▶ [TASK TO COMPLETE]
Please rewrite the material below as a numbered list, covering only the part from the line containing "Player-spacing review: tag the white cloud in the photo below" through the end of the material, with both ends included and any blank lines left out.

▶ [DATA SECTION]

[BEGIN]

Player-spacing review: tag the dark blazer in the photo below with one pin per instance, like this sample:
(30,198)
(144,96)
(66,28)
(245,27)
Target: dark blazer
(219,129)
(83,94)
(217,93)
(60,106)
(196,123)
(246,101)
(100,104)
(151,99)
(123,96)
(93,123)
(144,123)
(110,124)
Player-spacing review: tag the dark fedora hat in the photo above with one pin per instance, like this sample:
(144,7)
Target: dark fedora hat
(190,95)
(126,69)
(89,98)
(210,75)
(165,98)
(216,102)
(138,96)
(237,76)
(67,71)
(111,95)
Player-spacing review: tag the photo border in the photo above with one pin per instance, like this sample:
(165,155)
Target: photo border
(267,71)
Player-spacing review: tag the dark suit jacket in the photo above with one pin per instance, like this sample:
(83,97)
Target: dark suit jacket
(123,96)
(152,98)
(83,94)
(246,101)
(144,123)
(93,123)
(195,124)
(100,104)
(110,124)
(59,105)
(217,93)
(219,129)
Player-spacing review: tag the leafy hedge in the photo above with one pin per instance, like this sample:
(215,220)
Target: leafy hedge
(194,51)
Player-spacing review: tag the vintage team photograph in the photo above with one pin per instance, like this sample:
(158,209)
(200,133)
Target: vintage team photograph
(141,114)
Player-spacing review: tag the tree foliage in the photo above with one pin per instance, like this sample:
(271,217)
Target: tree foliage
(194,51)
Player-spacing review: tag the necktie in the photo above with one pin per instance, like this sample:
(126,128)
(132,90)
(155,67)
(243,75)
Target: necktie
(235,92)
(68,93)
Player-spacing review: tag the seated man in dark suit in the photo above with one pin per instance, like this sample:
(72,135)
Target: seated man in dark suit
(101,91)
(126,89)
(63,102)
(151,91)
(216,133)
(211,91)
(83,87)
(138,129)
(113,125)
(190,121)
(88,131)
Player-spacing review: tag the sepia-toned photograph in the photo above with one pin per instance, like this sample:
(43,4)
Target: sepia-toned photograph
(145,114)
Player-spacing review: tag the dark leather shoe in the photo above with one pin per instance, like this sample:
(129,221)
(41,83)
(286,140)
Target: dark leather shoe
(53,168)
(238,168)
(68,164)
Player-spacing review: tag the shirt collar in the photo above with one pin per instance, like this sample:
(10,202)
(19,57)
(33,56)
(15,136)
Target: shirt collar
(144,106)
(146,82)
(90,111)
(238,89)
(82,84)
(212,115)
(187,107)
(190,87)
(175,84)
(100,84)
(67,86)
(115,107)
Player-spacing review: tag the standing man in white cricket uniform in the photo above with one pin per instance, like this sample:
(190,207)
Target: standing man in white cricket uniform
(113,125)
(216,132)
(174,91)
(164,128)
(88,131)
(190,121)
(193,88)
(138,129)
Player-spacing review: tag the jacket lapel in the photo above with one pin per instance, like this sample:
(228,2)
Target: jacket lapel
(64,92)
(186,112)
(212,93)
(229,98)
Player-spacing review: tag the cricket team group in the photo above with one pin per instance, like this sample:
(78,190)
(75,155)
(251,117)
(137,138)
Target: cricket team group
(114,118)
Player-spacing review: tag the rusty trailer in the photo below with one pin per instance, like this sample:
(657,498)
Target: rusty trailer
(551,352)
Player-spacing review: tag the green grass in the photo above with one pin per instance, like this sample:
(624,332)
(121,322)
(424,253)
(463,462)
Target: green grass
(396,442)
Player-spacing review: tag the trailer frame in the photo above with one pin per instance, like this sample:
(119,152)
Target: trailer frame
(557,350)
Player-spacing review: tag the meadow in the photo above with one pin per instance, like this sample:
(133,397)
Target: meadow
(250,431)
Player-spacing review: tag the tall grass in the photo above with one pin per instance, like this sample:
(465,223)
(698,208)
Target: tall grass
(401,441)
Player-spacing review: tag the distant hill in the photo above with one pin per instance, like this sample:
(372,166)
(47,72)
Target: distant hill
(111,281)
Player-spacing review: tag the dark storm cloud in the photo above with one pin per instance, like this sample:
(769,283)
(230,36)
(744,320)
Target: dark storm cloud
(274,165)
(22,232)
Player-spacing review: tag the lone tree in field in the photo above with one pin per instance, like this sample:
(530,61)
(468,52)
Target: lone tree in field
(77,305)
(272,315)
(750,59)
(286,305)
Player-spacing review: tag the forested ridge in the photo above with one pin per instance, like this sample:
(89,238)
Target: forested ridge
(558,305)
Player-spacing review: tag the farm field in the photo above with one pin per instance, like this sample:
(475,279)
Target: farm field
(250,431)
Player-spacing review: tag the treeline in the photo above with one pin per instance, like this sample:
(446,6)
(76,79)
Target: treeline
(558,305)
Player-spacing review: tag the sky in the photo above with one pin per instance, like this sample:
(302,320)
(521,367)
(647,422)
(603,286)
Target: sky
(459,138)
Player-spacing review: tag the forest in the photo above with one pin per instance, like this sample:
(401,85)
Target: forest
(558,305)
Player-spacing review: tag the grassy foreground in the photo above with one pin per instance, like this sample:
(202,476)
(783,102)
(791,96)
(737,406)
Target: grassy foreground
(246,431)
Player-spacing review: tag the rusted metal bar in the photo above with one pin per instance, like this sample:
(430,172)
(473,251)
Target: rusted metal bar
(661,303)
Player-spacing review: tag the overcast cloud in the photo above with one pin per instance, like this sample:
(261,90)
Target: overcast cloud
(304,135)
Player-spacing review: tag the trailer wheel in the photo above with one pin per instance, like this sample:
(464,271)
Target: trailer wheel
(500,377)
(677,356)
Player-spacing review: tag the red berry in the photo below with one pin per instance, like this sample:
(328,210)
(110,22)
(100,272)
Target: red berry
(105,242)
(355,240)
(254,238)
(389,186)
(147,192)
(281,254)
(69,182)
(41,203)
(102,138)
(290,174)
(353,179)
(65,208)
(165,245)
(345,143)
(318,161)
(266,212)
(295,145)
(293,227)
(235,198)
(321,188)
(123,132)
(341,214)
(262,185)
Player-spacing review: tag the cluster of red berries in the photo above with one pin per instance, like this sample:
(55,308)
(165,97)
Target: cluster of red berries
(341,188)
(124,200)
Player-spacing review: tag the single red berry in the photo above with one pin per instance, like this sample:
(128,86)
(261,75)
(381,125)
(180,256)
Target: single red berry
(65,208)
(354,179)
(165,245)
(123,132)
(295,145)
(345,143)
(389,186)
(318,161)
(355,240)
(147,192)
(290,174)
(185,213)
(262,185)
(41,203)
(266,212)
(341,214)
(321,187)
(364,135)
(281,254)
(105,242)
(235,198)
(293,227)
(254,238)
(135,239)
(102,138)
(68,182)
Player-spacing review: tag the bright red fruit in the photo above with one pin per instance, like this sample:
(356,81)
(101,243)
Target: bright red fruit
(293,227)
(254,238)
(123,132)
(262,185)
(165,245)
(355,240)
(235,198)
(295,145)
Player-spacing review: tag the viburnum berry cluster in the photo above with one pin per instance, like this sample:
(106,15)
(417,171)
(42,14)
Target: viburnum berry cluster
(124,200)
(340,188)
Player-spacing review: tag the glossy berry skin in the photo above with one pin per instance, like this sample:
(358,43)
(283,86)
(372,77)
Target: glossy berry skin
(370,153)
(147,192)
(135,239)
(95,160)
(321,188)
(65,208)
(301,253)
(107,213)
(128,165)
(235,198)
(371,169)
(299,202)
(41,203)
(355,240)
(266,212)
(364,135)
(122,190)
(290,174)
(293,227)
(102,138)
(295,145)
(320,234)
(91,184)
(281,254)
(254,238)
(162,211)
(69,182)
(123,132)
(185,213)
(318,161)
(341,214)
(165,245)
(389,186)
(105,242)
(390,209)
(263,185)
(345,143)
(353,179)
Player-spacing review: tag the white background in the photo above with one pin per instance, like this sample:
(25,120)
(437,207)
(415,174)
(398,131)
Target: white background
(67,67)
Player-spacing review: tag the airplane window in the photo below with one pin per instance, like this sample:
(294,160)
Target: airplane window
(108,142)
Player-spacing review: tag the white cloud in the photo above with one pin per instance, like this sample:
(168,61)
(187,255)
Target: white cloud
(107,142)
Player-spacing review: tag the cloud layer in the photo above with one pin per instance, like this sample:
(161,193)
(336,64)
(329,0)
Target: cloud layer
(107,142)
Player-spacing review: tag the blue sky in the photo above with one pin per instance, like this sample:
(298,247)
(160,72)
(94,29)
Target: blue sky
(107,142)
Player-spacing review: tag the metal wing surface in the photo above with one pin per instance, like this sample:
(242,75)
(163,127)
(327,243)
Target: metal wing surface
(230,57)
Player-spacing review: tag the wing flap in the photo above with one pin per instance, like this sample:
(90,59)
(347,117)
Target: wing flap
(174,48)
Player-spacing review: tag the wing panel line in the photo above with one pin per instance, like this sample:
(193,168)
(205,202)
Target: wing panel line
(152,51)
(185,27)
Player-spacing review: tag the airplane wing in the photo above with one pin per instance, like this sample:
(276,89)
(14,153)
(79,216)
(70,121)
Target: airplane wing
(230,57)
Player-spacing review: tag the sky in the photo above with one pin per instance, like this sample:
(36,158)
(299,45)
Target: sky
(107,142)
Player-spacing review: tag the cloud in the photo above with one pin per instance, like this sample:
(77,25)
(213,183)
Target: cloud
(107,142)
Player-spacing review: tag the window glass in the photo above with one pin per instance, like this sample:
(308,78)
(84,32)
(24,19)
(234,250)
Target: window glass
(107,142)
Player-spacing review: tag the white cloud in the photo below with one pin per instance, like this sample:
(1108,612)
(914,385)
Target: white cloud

[END]

▶ [COMPLETE RESPONSE]
1. Player-spacing review: tag the white cloud in the photo below with one pin per instance, like this sample:
2. (1108,612)
3. (914,385)
4. Target: white cloud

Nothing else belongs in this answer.